AIM:
Put each line of the material below into a JSON list of strings, one string per line, and leave out the blank lines.

DATA ROWS:
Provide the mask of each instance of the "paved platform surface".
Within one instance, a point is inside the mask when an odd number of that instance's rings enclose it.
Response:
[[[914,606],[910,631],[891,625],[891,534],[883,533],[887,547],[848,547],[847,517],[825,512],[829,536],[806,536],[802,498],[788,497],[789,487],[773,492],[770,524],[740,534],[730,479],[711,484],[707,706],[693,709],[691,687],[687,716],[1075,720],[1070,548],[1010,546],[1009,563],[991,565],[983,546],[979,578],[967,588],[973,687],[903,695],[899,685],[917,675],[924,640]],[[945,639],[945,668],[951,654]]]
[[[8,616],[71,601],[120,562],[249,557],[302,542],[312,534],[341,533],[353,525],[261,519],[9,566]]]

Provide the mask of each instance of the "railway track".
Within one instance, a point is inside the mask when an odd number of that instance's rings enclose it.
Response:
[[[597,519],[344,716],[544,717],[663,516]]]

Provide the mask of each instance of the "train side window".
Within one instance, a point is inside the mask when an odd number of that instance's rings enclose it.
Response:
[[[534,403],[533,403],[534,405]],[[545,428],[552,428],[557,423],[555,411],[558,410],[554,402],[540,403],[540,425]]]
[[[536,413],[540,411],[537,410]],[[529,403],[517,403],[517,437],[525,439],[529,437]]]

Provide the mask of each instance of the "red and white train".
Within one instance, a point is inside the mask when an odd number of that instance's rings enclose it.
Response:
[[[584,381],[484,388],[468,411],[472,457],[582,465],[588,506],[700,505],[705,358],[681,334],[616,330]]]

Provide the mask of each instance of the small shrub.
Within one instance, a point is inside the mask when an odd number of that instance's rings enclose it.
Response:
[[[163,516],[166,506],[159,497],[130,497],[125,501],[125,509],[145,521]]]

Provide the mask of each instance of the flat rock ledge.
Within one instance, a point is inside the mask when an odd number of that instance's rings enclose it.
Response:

OUTPUT BELOW:
[
  "Provide the mask of each instance of the \"paved platform surface\".",
  "Within one instance, a point is inside the mask when an odd number of that instance's rings enclose it.",
  "Response:",
  "[[[914,606],[910,631],[891,625],[891,534],[883,533],[887,547],[848,547],[847,517],[825,512],[829,536],[806,536],[802,498],[788,497],[789,487],[773,492],[770,524],[740,534],[730,479],[711,484],[707,706],[693,709],[691,687],[687,716],[1075,720],[1070,548],[1010,546],[1009,563],[991,565],[983,546],[979,578],[967,588],[973,687],[903,695],[899,685],[917,675],[924,640]],[[945,639],[945,668],[951,654]]]",
  "[[[8,616],[71,601],[120,562],[249,557],[302,542],[312,534],[341,533],[353,525],[261,519],[9,566]]]",
  "Provide the mask of each instance of the \"railway track\".",
  "Within one instance, a point is inside the mask when an odd number of that instance's rings enclose it.",
  "Response:",
  "[[[597,519],[344,716],[544,717],[663,516]]]",
  "Provide the mask of each instance of the \"train side window\".",
  "Within one instance, a point is inside the mask when an odd number of that instance's rings enclose it.",
  "Response:",
  "[[[534,403],[533,403],[534,405]],[[545,428],[552,428],[557,423],[555,411],[558,410],[554,402],[540,403],[540,425]]]",
  "[[[536,413],[540,411],[537,410]],[[529,403],[517,403],[517,437],[525,439],[529,437]]]",
  "Provide the mask of each instance of the \"red and white train\".",
  "Within one instance, a point is inside the mask when an odd number of that instance's rings enclose it.",
  "Response:",
  "[[[584,381],[484,388],[468,411],[472,457],[582,465],[588,506],[700,505],[705,358],[681,334],[616,330]]]",
  "Provide the mask of each instance of the small shrub.",
  "Within one instance, a point is inside the mask when an odd number of that instance's rings enclose it.",
  "Response:",
  "[[[163,516],[166,506],[159,497],[130,497],[125,501],[125,509],[145,521]]]",
  "Provide the mask of each instance of the flat rock ledge.",
  "Within one instance, a point is inside the mask when an odd number of that instance's rings enclose it.",
  "Response:"
]